__Problem statement__
Which lines in the records below contain the word "street"? Copy each one out.

__Data extract__
————————

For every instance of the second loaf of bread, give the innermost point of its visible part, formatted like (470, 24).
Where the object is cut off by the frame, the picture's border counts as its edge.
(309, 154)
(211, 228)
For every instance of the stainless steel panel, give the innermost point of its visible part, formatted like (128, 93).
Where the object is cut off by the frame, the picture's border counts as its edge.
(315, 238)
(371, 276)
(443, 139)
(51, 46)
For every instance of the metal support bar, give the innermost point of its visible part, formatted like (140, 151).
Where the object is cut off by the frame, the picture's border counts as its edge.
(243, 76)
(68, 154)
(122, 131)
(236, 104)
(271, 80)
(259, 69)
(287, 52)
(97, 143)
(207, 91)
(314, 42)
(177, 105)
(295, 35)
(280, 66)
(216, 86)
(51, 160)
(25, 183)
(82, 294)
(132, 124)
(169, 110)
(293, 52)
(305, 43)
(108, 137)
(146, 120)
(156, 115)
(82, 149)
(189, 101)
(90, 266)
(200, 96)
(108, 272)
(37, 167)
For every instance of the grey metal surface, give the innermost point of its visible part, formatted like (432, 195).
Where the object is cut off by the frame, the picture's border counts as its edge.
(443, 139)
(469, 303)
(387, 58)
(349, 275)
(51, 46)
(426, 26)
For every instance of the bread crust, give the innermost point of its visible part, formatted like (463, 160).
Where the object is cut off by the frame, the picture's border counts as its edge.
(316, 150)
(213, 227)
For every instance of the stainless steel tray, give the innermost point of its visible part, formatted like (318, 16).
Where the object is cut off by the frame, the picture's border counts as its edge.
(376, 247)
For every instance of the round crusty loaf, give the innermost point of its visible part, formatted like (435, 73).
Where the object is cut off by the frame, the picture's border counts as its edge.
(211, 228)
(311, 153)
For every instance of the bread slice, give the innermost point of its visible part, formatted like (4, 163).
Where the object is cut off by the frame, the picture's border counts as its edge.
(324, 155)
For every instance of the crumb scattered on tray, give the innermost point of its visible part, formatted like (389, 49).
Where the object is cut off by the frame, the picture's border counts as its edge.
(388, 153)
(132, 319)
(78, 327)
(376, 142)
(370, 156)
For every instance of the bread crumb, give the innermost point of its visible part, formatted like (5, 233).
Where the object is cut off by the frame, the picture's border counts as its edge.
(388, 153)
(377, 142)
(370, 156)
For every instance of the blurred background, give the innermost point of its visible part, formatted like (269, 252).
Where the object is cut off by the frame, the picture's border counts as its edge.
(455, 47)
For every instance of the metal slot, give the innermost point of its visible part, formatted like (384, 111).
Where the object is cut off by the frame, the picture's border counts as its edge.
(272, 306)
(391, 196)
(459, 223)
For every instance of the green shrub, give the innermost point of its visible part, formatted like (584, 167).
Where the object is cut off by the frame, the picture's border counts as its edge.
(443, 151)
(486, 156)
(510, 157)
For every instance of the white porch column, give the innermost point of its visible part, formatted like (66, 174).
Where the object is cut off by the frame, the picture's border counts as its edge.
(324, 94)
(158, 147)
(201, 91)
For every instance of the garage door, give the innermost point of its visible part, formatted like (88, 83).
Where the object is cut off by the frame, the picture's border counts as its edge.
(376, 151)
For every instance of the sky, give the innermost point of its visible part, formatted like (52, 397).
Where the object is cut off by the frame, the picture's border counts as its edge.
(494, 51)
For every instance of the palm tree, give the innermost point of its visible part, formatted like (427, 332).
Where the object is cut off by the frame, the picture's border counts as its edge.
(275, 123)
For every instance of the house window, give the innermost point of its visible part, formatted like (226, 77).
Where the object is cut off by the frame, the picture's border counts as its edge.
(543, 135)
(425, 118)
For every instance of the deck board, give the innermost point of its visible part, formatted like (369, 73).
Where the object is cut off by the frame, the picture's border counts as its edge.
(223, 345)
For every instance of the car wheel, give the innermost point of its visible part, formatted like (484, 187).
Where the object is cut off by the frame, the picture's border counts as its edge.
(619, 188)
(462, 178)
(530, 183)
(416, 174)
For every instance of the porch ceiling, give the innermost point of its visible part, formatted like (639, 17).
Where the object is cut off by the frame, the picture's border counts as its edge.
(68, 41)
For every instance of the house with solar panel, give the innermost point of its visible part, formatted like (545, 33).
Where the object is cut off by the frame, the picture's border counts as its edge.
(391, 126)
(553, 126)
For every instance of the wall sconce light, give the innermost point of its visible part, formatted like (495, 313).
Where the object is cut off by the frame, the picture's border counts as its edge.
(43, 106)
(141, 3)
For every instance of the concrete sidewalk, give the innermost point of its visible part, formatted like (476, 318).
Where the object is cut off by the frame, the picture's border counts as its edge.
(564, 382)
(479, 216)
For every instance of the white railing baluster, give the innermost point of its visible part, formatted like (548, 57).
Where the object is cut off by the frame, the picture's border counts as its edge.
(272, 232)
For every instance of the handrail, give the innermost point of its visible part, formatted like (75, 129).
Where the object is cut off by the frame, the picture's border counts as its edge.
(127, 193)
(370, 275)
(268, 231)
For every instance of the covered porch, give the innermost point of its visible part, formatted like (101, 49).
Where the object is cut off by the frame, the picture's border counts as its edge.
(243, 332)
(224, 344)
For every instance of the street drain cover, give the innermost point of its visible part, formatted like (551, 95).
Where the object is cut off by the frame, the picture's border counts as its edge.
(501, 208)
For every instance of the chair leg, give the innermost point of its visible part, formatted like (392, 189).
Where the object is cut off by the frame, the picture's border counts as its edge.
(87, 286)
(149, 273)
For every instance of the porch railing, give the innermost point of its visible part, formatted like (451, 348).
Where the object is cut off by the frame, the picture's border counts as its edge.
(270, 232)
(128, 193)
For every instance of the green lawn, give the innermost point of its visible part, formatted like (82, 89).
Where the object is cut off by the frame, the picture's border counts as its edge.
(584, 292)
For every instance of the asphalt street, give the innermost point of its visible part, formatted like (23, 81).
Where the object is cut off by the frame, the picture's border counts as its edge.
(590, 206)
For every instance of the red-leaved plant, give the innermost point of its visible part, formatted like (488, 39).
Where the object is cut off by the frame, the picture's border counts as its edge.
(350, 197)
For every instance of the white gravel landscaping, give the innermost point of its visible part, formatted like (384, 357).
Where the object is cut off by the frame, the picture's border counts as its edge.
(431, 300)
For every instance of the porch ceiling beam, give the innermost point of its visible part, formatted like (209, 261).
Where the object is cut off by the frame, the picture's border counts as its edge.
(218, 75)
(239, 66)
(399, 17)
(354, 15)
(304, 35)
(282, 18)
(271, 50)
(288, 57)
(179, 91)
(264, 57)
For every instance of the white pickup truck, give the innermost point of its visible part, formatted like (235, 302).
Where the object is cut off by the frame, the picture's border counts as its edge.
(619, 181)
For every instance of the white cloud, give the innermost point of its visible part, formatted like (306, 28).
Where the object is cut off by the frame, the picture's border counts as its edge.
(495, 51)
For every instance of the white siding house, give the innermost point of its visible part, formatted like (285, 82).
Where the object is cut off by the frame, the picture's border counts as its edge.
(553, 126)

————————

__Finished exercise__
For every instance of the street drain cover, give the innermost point of its visible part, formatted like (551, 95).
For every instance of the asphalt street, give the innermost point of its visible part, formatted like (23, 81).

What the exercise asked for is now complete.